→ What needs to be done:
Starting at the line that holds "flag</item>, it would be much appreciated.", set down each line through the end of the listing, exactly as written and with nothing added.

== Dataset ==

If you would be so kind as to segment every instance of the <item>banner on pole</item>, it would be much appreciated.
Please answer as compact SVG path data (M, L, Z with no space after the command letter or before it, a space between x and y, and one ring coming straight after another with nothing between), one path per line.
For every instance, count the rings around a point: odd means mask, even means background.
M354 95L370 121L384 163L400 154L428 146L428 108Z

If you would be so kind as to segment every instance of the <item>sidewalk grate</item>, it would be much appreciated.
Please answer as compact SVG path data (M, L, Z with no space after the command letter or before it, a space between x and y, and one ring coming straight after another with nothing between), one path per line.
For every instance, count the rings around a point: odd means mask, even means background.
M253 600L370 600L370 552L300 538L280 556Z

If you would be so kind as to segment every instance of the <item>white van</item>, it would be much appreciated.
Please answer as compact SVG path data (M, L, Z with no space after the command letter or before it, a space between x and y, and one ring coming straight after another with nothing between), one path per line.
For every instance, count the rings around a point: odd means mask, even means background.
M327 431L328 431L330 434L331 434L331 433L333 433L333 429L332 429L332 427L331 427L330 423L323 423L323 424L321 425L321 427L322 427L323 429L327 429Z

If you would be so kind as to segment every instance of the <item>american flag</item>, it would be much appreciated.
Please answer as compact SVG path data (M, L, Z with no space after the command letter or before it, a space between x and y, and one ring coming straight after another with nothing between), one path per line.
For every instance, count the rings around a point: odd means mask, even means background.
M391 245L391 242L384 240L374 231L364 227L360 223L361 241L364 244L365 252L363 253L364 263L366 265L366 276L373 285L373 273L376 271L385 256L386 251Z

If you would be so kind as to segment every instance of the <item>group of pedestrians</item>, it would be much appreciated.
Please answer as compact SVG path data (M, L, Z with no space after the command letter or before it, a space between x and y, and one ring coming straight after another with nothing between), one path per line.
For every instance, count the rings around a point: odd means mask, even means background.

===

→ Task output:
If you would be so kind as to segment every instance of the <item>american flag</item>, it would be much appreciated.
Please answer as compact SVG path data (M, L, Z with no space after the command letter or before it, a space between x and y, and one ring coming straight after another with nothing between), one path per line.
For every instance, count the rings around a point: odd means mask, even means background.
M391 245L391 242L384 240L374 231L364 227L360 223L361 241L364 244L365 252L363 253L364 263L366 265L366 276L373 285L373 273L376 271L385 256L386 251Z

If you would be so kind as to segment every instance of the <item>group of pedestrians</item>, it would be much appreciated.
Please answer as compact SVG path data (M, L, Z with no space after the command letter or before it, a space between x and y, and one ring coming straight after another with nothing between), one path per line.
For every instance, count the rings around a point: odd means mask, even means background.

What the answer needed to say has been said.